> **Questions à traiter**
(a) Extrayez du texte sur l'alliance thérapeutique le passage qui s'ouvre sur les mots contenant "Construire cette alliance" et se clôt sur "l’intérêt de l’enfant.".
(b) Selon le texte sur l'alliance thérapeutique, entre quelles parties cette alliance constitue-t-elle le lien de confiance ? Énumérez-les toutes.
(c) D'après le texte sur l'alliance thérapeutique, qu'exigent du thérapeute les réactions décrites comme « imprévisibles » ?

> **Texte à analyser**

******************************

L’alliance thérapeutique : un fil précieux mais ténu
L’alliance thérapeutique est le lien de confiance entre le patient, sa famille et le thérapeute. Dans le cas des familles borderline, elle est indispensable mais particulièrement vulnérable.
Par exemple, une mère borderline peut se sentir trahie si le thérapeute s’adresse directement à l’enfant pour recueillir son ressenti. Un père peut percevoir une remarque comme un jugement et mettre fin brutalement au suivi. Ces réactions imprévisibles demandent au thérapeute une vigilance constante et une capacité à réparer la relation après une rupture.
Construire cette alliance prend du temps, beaucoup de patience et une posture très claire : le thérapeute n’est ni un allié contre la famille, ni un juge, mais un accompagnant bienveillant qui garde toujours en tête l’intérêt de l’enfant.

******************************

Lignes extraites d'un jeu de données

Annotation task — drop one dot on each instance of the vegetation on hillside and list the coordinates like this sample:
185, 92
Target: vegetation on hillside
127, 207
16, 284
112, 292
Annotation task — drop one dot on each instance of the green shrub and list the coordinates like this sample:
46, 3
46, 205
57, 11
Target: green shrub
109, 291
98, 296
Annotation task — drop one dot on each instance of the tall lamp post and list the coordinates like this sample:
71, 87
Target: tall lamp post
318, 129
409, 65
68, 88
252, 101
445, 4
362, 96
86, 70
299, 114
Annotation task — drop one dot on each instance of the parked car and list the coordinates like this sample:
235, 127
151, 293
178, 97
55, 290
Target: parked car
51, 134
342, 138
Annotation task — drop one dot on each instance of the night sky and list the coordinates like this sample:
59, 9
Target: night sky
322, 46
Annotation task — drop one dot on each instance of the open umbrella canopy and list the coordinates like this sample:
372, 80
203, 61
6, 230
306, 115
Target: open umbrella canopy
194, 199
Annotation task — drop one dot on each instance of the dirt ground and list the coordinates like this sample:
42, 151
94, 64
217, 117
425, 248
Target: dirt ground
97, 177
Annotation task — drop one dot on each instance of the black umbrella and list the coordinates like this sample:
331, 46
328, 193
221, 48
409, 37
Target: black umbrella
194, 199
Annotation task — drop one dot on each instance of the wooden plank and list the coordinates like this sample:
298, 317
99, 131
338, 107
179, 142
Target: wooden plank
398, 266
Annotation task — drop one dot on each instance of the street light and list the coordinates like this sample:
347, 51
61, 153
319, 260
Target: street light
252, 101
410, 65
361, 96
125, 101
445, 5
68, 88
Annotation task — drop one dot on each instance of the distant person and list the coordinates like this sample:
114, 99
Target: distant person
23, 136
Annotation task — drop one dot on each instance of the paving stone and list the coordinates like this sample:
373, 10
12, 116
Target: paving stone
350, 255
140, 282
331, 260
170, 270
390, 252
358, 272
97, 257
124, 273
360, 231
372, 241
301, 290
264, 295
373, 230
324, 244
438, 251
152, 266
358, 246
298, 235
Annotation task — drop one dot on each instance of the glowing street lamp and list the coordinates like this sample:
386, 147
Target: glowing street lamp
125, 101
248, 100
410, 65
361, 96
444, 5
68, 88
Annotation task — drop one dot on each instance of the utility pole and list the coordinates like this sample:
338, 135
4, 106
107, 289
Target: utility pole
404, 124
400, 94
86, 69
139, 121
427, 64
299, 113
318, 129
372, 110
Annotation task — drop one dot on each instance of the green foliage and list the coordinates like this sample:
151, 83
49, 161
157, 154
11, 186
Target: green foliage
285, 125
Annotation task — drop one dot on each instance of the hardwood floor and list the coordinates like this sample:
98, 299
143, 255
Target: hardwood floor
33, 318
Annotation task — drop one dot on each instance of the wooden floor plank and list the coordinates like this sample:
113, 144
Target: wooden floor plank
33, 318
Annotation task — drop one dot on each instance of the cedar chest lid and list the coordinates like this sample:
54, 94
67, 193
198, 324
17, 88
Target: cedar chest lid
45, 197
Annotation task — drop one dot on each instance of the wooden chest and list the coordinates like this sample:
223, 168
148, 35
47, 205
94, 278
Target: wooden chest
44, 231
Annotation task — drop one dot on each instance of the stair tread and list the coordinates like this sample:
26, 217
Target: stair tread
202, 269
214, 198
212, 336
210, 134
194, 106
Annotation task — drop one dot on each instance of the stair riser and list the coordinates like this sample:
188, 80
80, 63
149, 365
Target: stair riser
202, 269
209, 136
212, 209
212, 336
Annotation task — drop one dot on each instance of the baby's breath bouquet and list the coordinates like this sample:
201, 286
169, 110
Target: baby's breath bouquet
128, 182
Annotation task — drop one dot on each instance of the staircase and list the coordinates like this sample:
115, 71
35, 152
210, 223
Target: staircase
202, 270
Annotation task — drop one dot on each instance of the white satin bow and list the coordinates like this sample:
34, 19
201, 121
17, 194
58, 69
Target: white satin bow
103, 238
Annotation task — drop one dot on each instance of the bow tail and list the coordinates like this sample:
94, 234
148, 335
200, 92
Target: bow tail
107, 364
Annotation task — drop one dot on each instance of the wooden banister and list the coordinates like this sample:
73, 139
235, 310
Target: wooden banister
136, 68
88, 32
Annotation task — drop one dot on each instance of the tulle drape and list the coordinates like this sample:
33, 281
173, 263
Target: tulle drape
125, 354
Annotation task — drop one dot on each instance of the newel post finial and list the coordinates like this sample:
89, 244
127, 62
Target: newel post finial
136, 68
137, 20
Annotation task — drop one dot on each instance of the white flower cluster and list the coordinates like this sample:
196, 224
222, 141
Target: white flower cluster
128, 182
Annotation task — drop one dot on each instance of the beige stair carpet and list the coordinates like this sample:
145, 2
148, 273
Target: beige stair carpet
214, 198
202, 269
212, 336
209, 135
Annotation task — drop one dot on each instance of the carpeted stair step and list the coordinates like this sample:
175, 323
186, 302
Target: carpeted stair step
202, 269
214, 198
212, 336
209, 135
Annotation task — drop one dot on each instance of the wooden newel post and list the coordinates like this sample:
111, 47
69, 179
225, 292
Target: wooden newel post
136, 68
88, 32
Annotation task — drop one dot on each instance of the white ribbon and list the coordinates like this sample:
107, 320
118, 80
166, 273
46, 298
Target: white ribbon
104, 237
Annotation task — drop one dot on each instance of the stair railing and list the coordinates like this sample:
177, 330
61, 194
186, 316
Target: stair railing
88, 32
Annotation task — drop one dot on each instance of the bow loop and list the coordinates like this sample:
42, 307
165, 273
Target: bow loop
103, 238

******************************

> **Réponses par question**
(a)
Construire cette alliance prend du temps, beaucoup de patience et une posture très claire : le thérapeute n’est ni un allié contre la famille, ni un juge, mais un accompagnant bienveillant qui garde toujours en tête l’intérêt de l’enfant.

(b) Le patient, sa famille, le thérapeute

(c) Une vigilance constante et une capacité à réparer la relation après une rupture.